═════ Provided entries ═════
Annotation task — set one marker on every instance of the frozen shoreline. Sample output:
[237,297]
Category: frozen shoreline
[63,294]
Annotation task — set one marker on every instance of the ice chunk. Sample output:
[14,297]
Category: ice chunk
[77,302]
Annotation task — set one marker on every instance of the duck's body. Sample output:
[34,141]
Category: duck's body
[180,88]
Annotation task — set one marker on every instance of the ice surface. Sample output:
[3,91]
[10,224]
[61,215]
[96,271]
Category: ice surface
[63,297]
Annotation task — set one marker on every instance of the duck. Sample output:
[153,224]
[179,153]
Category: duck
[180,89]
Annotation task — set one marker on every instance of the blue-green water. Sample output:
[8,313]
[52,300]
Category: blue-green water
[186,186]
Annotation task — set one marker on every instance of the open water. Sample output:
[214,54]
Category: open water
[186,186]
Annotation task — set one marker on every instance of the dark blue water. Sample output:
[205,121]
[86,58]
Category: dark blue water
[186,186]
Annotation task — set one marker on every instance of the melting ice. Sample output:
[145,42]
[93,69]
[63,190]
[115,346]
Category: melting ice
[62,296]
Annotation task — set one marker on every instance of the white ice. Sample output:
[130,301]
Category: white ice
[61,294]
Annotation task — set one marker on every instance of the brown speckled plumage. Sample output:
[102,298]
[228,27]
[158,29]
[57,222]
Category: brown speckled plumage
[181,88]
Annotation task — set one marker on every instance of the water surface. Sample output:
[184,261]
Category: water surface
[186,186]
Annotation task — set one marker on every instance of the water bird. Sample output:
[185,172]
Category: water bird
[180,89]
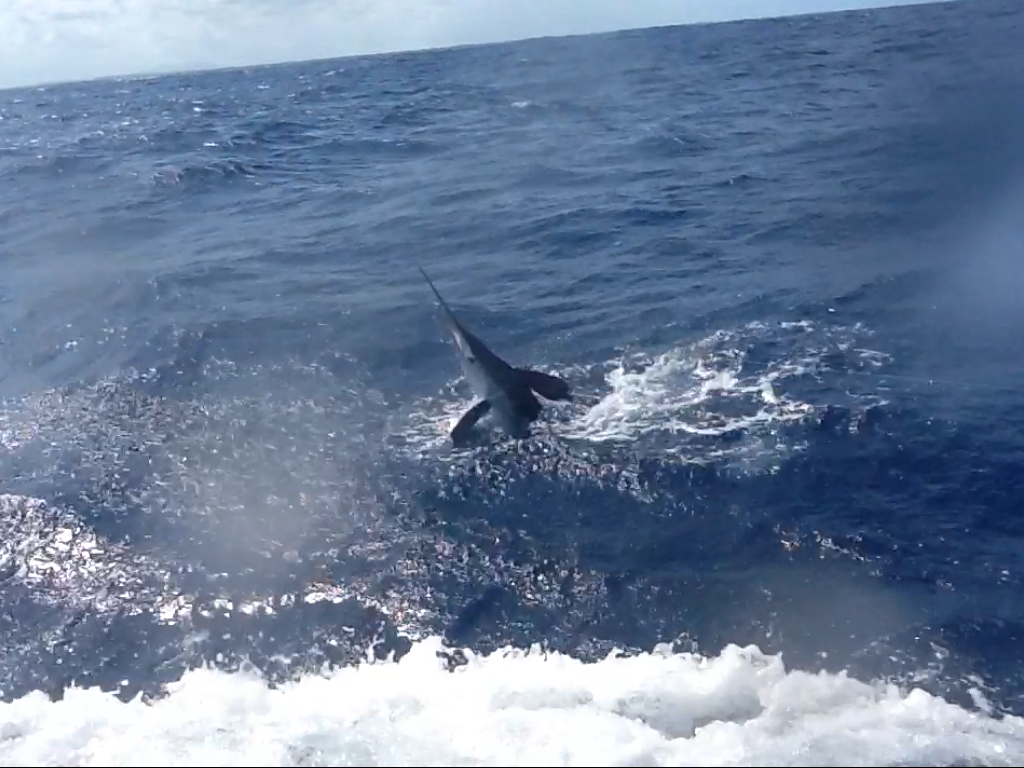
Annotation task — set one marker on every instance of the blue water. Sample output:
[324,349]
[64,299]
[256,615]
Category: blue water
[778,261]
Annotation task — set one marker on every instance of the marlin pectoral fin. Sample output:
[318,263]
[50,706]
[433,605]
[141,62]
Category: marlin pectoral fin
[461,431]
[549,387]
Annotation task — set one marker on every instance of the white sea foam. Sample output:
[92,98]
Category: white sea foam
[514,708]
[704,389]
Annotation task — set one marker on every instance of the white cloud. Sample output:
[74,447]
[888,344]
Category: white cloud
[56,40]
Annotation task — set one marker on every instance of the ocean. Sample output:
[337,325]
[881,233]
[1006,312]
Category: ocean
[780,523]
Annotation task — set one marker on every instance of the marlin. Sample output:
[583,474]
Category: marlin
[499,387]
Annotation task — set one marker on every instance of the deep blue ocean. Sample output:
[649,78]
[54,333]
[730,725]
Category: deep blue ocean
[780,263]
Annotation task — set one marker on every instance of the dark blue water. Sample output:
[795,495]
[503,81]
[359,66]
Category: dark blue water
[779,262]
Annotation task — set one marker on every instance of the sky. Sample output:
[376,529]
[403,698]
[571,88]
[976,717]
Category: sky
[45,41]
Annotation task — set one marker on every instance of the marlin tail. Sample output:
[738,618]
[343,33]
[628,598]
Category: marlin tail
[506,390]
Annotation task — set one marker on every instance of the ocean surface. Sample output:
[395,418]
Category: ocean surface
[780,263]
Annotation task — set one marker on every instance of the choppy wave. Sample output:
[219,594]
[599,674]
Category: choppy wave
[442,707]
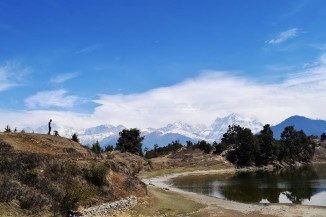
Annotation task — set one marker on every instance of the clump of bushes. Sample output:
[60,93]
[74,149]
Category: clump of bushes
[97,174]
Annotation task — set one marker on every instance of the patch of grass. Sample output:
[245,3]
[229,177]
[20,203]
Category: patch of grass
[162,172]
[163,202]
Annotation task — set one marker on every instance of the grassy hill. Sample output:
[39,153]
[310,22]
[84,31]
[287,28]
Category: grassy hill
[45,175]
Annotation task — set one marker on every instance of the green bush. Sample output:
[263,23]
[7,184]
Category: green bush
[97,175]
[74,194]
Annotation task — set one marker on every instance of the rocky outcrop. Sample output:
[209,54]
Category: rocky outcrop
[106,209]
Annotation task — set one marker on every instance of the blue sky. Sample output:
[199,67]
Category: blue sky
[147,63]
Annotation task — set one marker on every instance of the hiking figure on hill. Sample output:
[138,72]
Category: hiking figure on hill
[50,126]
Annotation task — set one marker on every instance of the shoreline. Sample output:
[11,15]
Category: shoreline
[212,203]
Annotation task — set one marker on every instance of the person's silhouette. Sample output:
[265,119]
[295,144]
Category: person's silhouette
[50,126]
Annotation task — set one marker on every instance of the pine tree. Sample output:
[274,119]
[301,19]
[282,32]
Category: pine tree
[74,137]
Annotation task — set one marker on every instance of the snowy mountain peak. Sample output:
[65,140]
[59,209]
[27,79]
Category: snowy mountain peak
[108,134]
[220,125]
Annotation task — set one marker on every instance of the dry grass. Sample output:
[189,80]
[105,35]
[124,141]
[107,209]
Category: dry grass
[49,174]
[168,171]
[164,203]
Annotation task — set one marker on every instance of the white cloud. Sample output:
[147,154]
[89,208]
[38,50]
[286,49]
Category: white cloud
[284,36]
[63,78]
[197,100]
[11,75]
[47,99]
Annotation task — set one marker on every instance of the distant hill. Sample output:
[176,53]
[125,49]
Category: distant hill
[309,126]
[108,134]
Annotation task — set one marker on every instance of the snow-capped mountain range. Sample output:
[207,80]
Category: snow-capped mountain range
[108,134]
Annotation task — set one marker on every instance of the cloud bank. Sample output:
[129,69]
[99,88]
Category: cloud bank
[198,100]
[47,99]
[63,78]
[284,36]
[11,75]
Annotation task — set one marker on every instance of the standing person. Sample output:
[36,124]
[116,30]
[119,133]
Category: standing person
[50,126]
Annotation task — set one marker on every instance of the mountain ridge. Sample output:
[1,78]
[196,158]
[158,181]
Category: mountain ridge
[108,134]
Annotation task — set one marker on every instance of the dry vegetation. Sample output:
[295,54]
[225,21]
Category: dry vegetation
[185,160]
[43,175]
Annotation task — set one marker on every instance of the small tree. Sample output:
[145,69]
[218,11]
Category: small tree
[74,137]
[108,148]
[7,129]
[322,137]
[130,141]
[96,148]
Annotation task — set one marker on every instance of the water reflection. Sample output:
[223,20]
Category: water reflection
[303,185]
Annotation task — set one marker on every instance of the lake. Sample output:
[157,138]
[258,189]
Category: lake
[298,185]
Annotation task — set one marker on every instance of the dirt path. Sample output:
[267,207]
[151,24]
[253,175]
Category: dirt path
[217,207]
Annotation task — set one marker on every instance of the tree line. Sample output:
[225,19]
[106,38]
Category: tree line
[243,148]
[238,144]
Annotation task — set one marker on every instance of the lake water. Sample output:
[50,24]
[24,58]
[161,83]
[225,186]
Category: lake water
[302,185]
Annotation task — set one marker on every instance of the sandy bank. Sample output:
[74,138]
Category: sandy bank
[214,204]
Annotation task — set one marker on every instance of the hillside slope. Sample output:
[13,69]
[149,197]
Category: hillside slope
[44,175]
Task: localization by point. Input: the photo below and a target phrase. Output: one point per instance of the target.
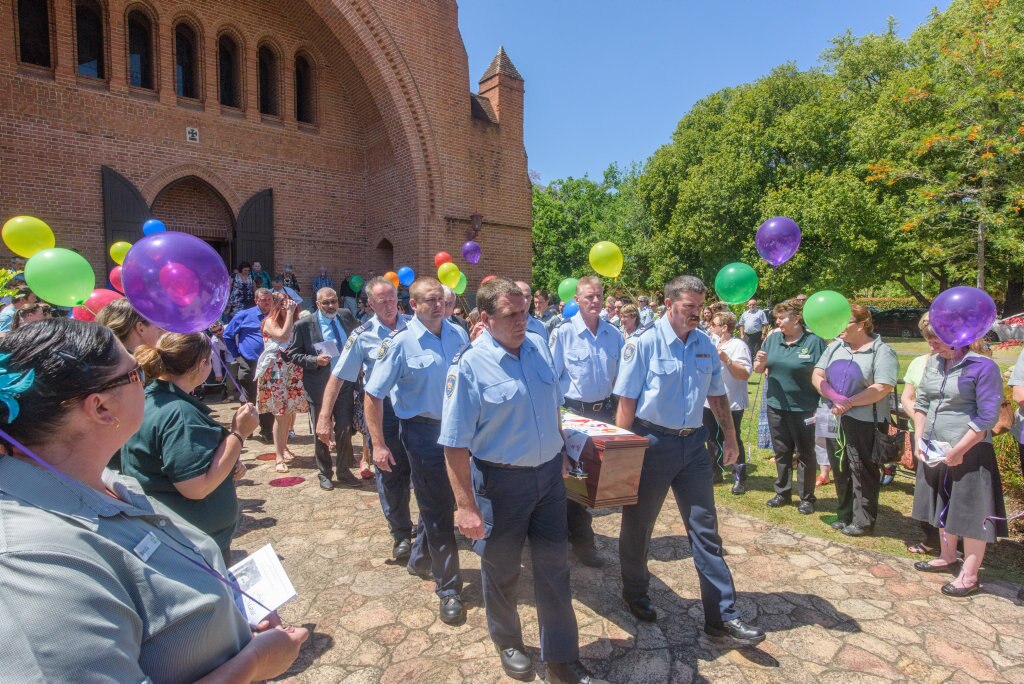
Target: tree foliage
(893, 156)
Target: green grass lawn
(894, 530)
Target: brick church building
(334, 132)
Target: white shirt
(735, 388)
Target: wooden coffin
(611, 457)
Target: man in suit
(316, 347)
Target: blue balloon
(153, 226)
(407, 275)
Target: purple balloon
(962, 315)
(471, 252)
(777, 240)
(176, 282)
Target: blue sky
(607, 81)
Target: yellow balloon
(119, 251)
(449, 274)
(606, 259)
(27, 234)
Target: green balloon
(736, 283)
(566, 289)
(59, 276)
(826, 313)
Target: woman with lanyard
(787, 359)
(138, 593)
(958, 488)
(855, 376)
(180, 456)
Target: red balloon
(95, 302)
(116, 280)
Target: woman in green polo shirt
(787, 359)
(180, 456)
(855, 376)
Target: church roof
(502, 65)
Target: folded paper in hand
(262, 576)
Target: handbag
(890, 441)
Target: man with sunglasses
(413, 360)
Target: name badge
(145, 548)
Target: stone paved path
(834, 613)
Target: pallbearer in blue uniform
(667, 372)
(411, 367)
(585, 350)
(501, 403)
(359, 354)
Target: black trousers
(858, 481)
(580, 520)
(716, 441)
(247, 378)
(342, 430)
(791, 434)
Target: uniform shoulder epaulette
(641, 330)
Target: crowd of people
(460, 409)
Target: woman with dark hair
(855, 376)
(138, 593)
(180, 456)
(243, 289)
(958, 488)
(787, 359)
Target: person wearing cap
(666, 374)
(413, 360)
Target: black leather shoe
(451, 610)
(926, 566)
(346, 478)
(516, 663)
(589, 556)
(401, 550)
(956, 592)
(570, 673)
(642, 608)
(740, 634)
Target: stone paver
(834, 613)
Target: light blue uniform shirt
(503, 409)
(670, 379)
(413, 361)
(586, 364)
(361, 347)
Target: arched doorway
(192, 205)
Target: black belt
(685, 432)
(588, 405)
(423, 420)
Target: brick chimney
(503, 86)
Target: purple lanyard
(203, 566)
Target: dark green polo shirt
(790, 370)
(176, 442)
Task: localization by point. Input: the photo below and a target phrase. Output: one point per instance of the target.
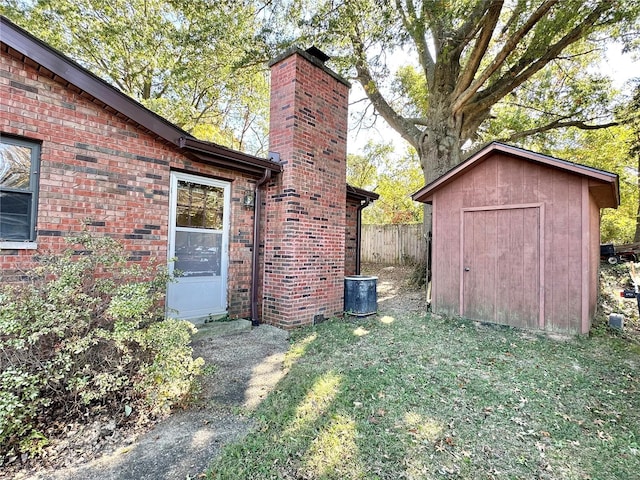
═════
--- Task details ---
All that is needed is the span from the line with "Target: man in suit" through the last line of the material above, reproduced exactly and free of pictures.

--- Output of the exercise ---
Target: man in suit
(316, 347)
Target: blue balloon
(153, 226)
(407, 275)
Target: purple balloon
(962, 315)
(471, 252)
(777, 240)
(176, 282)
Target: blue sky
(607, 81)
Target: yellow balloon
(119, 251)
(449, 274)
(606, 259)
(27, 234)
Target: green balloon
(736, 283)
(566, 289)
(59, 276)
(826, 313)
Target: woman with lanyard
(787, 359)
(138, 593)
(958, 488)
(855, 376)
(180, 456)
Target: red balloon
(95, 302)
(116, 280)
Target: woman in green polo shirt
(787, 359)
(180, 456)
(855, 376)
Target: church roof
(502, 65)
Target: folded paper in hand
(262, 576)
Target: handbag
(890, 441)
Target: man with sunglasses
(413, 360)
Target: name badge
(145, 548)
Target: stone paved path
(834, 613)
Target: pallbearer in blue uniform
(667, 372)
(411, 367)
(585, 350)
(501, 403)
(359, 354)
Target: black trousers
(858, 481)
(580, 520)
(716, 441)
(247, 378)
(342, 430)
(791, 434)
Target: uniform shoulder epaulette
(641, 330)
Target: crowd of people
(460, 409)
Target: woman with dark hair
(855, 376)
(138, 593)
(180, 456)
(243, 289)
(958, 488)
(787, 359)
Target: person wearing cap
(666, 374)
(413, 360)
Target: black leather shoe
(451, 610)
(926, 566)
(346, 478)
(516, 663)
(589, 556)
(401, 550)
(956, 592)
(570, 673)
(642, 608)
(740, 634)
Target: stone paver
(834, 613)
Target: light blue uniform shirt
(503, 409)
(670, 379)
(413, 361)
(586, 364)
(361, 347)
Target: arched doorway
(192, 205)
Target: black belt
(685, 432)
(588, 405)
(423, 420)
Target: brick chimney
(503, 86)
Target: purple lanyard
(203, 566)
Target: dark green polo shirt
(790, 370)
(176, 442)
Task: localization by point. Input: the photo below and a target phrase. Output: one point per instance of the target.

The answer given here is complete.